[WORK TO COMPLETE]: Copy the lines below verbatim, beginning at the line that contains "target: clipboard on desk" and stopping after the line that contains "rule: each instance of the clipboard".

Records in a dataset
···

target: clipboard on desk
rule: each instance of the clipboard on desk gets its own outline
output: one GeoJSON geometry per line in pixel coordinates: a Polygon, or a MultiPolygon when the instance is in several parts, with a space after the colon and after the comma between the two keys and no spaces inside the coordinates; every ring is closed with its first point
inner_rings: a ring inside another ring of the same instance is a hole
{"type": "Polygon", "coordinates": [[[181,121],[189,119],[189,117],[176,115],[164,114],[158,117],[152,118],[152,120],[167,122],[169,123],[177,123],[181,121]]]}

···

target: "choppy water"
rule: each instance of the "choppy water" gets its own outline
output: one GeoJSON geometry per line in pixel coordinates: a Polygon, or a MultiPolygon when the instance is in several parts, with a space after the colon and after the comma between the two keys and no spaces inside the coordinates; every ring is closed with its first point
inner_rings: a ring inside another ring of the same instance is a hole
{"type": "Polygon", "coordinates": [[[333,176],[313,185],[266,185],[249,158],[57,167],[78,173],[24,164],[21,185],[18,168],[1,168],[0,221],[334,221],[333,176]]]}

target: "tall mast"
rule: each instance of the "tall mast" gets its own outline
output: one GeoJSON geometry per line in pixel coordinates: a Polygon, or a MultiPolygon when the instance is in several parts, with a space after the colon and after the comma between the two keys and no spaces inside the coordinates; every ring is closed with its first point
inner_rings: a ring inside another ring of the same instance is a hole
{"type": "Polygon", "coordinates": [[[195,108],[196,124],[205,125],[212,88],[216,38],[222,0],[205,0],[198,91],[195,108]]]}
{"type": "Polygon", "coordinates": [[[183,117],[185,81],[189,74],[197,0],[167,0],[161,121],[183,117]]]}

···

[RESULT]:
target: clipboard on desk
rule: each instance of the clipboard on desk gets its own outline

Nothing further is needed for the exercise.